ASSIGNMENT | The answer must be every line of the data that holds the word "below".

[Point-per-instance localization data]
______
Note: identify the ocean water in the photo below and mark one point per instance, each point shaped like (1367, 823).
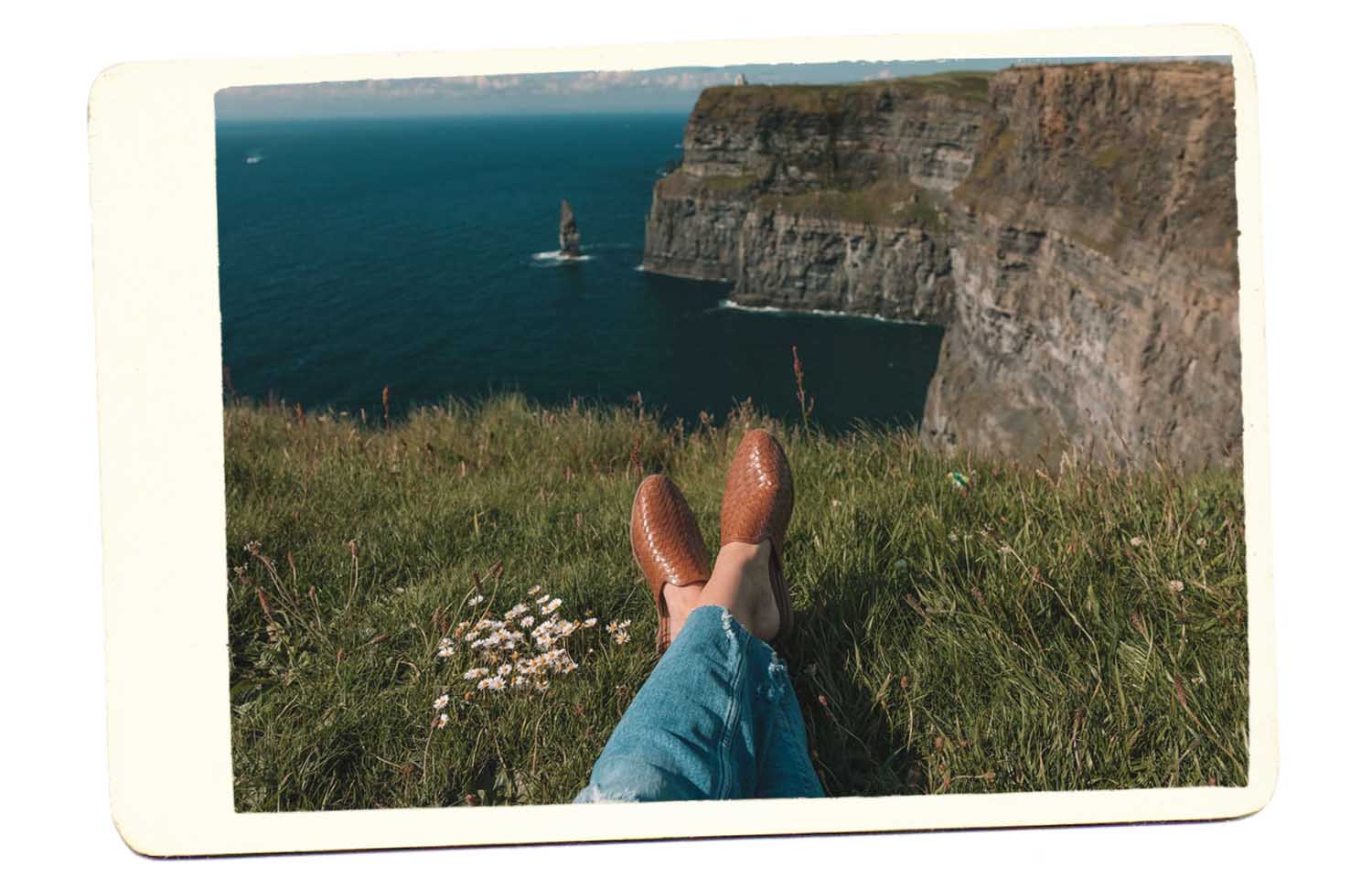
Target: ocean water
(420, 254)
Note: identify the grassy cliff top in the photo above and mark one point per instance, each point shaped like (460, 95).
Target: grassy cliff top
(1025, 632)
(820, 98)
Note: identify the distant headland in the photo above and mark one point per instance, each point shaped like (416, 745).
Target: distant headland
(1073, 227)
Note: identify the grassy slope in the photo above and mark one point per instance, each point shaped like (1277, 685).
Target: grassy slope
(1004, 640)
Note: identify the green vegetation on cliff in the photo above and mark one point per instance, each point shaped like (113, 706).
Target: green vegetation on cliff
(1029, 630)
(885, 202)
(823, 98)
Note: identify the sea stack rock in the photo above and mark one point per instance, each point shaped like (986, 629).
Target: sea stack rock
(568, 239)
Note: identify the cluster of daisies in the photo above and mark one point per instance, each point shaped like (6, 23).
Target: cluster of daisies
(523, 649)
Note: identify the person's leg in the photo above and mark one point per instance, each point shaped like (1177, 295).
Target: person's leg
(718, 718)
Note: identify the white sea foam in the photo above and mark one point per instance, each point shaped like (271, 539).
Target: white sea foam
(554, 257)
(733, 306)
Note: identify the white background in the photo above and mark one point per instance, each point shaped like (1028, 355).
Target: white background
(1311, 70)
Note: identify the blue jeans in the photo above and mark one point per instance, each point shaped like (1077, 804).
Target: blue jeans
(716, 720)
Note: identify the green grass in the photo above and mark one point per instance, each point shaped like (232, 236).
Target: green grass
(1004, 638)
(884, 202)
(970, 87)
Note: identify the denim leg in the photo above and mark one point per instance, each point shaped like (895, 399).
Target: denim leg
(785, 770)
(716, 720)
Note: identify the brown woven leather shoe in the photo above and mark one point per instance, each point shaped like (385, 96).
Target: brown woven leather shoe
(757, 503)
(667, 544)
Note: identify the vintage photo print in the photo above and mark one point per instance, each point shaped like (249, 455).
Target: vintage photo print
(697, 439)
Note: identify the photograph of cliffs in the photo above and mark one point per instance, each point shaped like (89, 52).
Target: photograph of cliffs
(985, 310)
(1072, 227)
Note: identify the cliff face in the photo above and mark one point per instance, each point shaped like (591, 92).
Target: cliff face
(1073, 227)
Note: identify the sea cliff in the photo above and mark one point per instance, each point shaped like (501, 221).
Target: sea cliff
(1072, 227)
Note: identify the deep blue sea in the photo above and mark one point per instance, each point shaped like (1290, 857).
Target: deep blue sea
(414, 254)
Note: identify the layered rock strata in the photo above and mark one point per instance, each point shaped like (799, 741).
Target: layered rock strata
(1073, 227)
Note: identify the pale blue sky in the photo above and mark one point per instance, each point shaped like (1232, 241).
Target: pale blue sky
(664, 90)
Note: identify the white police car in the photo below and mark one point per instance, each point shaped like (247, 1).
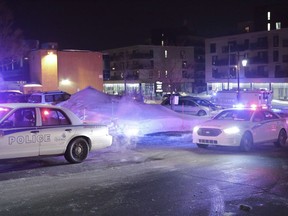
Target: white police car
(28, 130)
(241, 127)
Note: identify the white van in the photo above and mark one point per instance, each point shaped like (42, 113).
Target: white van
(49, 97)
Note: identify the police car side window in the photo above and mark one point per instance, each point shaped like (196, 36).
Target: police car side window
(54, 117)
(24, 117)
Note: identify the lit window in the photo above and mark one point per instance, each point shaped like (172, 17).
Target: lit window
(278, 25)
(268, 15)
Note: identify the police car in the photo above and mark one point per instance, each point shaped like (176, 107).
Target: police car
(241, 127)
(28, 130)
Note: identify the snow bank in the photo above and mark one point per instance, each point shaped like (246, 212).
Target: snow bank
(94, 106)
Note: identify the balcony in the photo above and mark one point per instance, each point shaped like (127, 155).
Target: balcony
(256, 74)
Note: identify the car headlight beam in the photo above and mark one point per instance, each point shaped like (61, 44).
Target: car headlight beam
(232, 130)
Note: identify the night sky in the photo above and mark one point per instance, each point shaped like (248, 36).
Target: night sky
(104, 24)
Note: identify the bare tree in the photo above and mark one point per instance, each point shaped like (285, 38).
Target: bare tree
(12, 47)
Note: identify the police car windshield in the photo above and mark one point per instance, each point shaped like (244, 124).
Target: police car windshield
(4, 111)
(236, 115)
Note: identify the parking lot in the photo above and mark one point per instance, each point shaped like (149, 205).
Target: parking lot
(168, 176)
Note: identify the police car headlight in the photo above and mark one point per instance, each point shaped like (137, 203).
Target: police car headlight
(232, 130)
(131, 131)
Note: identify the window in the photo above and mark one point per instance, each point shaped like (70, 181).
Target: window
(278, 25)
(212, 48)
(53, 117)
(184, 64)
(24, 117)
(166, 54)
(285, 43)
(276, 41)
(275, 56)
(214, 60)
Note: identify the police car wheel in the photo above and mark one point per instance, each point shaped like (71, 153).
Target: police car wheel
(201, 113)
(77, 151)
(282, 137)
(202, 145)
(246, 142)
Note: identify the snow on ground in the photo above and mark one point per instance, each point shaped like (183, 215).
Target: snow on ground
(125, 114)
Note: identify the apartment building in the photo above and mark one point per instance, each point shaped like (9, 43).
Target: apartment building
(154, 70)
(266, 53)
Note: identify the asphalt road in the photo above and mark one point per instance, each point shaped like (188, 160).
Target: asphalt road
(155, 179)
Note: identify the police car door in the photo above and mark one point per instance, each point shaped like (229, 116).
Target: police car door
(56, 131)
(264, 128)
(18, 134)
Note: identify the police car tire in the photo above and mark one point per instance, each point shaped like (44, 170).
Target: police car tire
(246, 143)
(77, 151)
(202, 145)
(201, 113)
(282, 137)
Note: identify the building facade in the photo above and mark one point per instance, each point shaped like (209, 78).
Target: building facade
(153, 70)
(67, 70)
(267, 56)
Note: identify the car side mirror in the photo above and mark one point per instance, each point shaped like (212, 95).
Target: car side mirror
(6, 123)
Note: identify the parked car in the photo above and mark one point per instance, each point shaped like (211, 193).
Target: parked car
(204, 102)
(241, 127)
(8, 96)
(189, 105)
(49, 97)
(29, 130)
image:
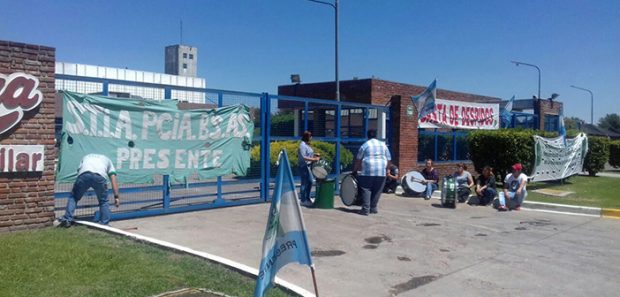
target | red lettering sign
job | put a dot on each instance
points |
(18, 93)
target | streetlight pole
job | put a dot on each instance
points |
(531, 65)
(591, 102)
(335, 7)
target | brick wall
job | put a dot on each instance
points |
(542, 107)
(27, 198)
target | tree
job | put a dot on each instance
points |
(573, 123)
(610, 122)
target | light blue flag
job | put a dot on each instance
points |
(425, 102)
(506, 113)
(285, 238)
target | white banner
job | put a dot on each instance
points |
(554, 160)
(462, 115)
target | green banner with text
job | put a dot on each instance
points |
(144, 138)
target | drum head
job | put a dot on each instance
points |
(321, 169)
(411, 181)
(348, 190)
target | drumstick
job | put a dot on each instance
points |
(417, 180)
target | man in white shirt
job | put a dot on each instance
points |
(514, 189)
(372, 161)
(93, 172)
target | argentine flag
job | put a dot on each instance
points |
(425, 102)
(562, 128)
(285, 238)
(506, 113)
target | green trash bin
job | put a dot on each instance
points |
(325, 194)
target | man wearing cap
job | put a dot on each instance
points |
(93, 172)
(514, 189)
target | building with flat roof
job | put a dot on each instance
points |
(411, 144)
(181, 60)
(126, 83)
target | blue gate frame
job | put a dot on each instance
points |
(156, 199)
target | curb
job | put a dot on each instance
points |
______
COMPLETED TASK |
Note: identify the ocean water in the photo below and mark one point per instance, each point shaped like (1367, 823).
Note: identify the white police car in the photo below and mark one point per instance, each point shaped like (247, 1).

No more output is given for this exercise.